Commercial property is a complicated process that often requires the expertise of those with sufficient know-how of the industry. But that doesn’t always have to be the case. If you have years of experience investing in the stockmarket, flipping houses, or anything related, don’t let the skills you bring to the table go to waste.
Compared to residential property investments, commercial properties have much more room for potential. In fact, it’s not surprising to see commercial investments yield as much as 10-15% growth annually, while residential properties typically only accumulate around 1-4%.
On top of that, commercial buildings offer many more ROI possibilities than single-family homes, one of them being advertising. Your business can and should sell billboard and signage space as well as cross-advertise with other local businesses to generate more revenue.
In short, if you put in the time and effort necessary to understand wise commercial property investing, there’s no reason you can’t significantly increase your bank account. But always remember: research, location and finances come first, and when in doubt, consult an expert.
If you are an experienced residential investor looking to break into commercial your first point of call should be to start building relationships with a number of the commercial lenders such as Lloyds, Co-op, Santander, Handelsbanken or a few of the high street lenders. Start by getting them to finance your residential buy to let purchases as it’s a great way to build a relationship with a business development manager or property specialist and you’ll then be able to start talking to them about commercial projects.
At its core, commercial properties include any buildings used for business purposes, from shops and warehouses to flats and offices. And unlike residential property, which often carries a lease of 6 months to a year, commercial properties typically have significantly longer leases, ranging around 10-15 years. So on top of the fixed-rate loans that aren’t subject to changing rent, commercial investments also bring other advantages, such as tax breaks and the freedom to be the arbiter of important business decisions.
For many years, I’ve looked at the size of commercial buildings in the local area, surprised at their low capital values versus residential properties on the same street of an equivalent size (or adjusted on a per foot basis); I regularly thought to myself that there must be mileage in converting these buildings into residential. How was it that the values of these buildings drifted down when residential was rising? Why were so many empty? Surely there was an opportunity for arbitrage here?
As well as the low cost of commercial buildings for every foot of space when compared with residential properties, they offer some major benefits when looking at development. Frequently, agents’ details show the floor area net of corridors, toilets, plant and other non-office/commercial space, often known as the net internal areas or NIA. Although this is now changing, the gross internal area or GIA is more relevant for conversion. As modern apartment buildings require less plant, smaller corridors and no toilets, and development can often extend to loft or other storage areas, buildings can be a lot bigger than the agents’ details show. As commercial buildings are usually valued by floor area, this is a big thing to keep an eye on.

(Extracted data entries)
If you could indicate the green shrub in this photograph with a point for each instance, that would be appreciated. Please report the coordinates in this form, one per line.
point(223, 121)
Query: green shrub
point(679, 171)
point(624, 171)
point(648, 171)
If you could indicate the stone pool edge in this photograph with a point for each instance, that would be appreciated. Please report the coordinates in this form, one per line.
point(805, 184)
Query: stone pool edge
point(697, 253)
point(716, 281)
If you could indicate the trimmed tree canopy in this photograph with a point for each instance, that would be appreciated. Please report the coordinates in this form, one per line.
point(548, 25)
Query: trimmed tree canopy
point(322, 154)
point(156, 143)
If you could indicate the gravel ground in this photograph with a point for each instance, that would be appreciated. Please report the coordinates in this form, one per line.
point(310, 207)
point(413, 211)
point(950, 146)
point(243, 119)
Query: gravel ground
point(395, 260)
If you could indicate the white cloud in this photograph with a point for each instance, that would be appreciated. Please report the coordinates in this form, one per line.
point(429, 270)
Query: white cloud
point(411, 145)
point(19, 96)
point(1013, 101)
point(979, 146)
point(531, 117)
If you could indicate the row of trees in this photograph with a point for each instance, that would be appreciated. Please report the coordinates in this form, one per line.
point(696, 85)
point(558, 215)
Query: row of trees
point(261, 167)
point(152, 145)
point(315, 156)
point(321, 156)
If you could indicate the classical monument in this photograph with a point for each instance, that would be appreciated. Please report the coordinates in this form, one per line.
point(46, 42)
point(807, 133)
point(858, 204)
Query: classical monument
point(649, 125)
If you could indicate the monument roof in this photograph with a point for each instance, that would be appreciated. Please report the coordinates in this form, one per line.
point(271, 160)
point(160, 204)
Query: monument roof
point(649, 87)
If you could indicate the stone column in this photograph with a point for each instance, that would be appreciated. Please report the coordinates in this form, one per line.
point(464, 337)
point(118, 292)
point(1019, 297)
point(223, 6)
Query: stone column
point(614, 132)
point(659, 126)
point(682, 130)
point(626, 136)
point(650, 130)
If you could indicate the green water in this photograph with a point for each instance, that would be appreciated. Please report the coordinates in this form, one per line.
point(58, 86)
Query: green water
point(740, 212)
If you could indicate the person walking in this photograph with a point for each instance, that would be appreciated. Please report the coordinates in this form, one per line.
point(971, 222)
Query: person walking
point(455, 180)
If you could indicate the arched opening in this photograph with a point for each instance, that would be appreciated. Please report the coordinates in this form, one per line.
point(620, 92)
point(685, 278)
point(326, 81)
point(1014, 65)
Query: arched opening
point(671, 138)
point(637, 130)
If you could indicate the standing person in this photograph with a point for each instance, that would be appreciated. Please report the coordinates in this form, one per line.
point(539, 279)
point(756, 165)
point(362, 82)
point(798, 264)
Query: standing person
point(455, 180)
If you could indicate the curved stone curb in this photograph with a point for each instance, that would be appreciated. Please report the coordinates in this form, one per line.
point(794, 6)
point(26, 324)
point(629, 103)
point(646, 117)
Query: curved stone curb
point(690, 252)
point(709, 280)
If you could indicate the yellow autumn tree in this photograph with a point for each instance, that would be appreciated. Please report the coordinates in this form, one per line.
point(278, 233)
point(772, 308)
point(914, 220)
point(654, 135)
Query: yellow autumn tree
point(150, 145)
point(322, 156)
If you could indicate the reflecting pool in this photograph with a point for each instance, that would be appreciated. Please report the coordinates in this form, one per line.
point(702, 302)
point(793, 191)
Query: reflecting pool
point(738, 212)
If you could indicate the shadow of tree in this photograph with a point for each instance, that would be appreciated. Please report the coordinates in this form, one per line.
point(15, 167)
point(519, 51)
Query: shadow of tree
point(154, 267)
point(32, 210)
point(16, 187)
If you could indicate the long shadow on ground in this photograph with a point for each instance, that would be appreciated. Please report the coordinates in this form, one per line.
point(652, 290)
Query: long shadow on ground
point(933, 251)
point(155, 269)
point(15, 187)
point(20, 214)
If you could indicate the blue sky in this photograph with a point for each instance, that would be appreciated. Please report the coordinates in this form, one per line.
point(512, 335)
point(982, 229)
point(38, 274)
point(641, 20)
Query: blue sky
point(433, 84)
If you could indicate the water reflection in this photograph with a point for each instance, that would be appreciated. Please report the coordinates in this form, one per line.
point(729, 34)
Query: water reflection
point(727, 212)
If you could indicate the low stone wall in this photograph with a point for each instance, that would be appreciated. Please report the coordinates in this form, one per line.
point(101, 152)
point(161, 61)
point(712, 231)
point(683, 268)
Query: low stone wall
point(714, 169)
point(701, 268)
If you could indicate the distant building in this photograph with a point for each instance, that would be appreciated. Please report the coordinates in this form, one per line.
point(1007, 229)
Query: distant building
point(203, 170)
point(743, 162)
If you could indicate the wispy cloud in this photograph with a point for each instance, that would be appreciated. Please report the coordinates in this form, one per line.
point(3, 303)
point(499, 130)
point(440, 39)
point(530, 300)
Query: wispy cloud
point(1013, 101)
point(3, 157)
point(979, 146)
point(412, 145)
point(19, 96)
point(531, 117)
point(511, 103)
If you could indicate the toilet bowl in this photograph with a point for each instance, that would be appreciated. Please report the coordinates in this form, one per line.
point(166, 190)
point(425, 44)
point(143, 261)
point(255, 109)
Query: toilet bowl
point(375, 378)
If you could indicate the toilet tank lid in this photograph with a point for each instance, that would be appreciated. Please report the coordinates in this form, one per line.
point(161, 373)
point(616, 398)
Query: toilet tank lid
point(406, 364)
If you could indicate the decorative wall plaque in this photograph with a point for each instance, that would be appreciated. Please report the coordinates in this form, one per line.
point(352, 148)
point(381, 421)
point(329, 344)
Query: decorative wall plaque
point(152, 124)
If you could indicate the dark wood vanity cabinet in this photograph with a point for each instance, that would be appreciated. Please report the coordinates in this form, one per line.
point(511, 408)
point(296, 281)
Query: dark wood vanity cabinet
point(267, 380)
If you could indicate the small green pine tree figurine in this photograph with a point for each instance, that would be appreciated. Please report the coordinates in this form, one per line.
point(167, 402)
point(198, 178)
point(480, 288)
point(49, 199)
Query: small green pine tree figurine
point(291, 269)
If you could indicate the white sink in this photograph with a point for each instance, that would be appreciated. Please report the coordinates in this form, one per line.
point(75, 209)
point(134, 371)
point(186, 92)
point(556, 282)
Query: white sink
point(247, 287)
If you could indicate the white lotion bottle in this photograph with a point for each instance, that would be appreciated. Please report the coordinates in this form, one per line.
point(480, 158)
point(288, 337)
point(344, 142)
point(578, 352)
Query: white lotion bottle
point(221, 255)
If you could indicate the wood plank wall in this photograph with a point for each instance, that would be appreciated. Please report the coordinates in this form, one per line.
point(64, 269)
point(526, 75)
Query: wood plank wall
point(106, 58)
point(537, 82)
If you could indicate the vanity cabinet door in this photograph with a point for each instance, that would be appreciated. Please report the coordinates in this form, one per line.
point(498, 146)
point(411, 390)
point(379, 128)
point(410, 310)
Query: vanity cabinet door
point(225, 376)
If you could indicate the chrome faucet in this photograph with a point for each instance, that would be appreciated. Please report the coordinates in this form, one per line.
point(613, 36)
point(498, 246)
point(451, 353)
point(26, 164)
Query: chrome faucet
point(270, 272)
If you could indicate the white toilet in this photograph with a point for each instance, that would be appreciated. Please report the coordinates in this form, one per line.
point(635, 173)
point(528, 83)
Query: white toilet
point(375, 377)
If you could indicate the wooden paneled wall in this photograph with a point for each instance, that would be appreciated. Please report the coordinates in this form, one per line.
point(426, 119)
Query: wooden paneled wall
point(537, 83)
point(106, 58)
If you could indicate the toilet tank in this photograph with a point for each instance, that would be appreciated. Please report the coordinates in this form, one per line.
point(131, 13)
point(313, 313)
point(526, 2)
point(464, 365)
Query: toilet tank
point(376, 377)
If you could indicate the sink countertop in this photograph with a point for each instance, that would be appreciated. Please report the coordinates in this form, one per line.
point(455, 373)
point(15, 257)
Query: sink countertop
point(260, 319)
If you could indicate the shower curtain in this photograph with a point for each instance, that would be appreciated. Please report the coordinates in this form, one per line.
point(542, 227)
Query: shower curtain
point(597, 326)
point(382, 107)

Goals:
#1 Rewrite the part of the commercial property text that opens with the words containing "At its core, commercial" and closes with "important business decisions.", putting "factories" in place of "warehouses".
#2 Answer these questions from the commercial property text:
(a) How much annual growth can commercial investments yield?
(b) How long are the leases commercial properties typically have?
(c) What does the abbreviation NIA stand for?

Solutions in order:
#1
At its core, commercial properties include any buildings used for business purposes, from shops and factories to flats and offices. And unlike residential property, which often carries a lease of 6 months to a year, commercial properties typically have significantly longer leases, ranging around 10-15 years. So on top of the fixed-rate loans that aren’t subject to changing rent, commercial investments also bring other advantages, such as tax breaks and the freedom to be the arbiter of important business decisions.

#2
(a) As much as 10-15% growth annually.
(b) Around 10-15 years.
(c) Net internal areas.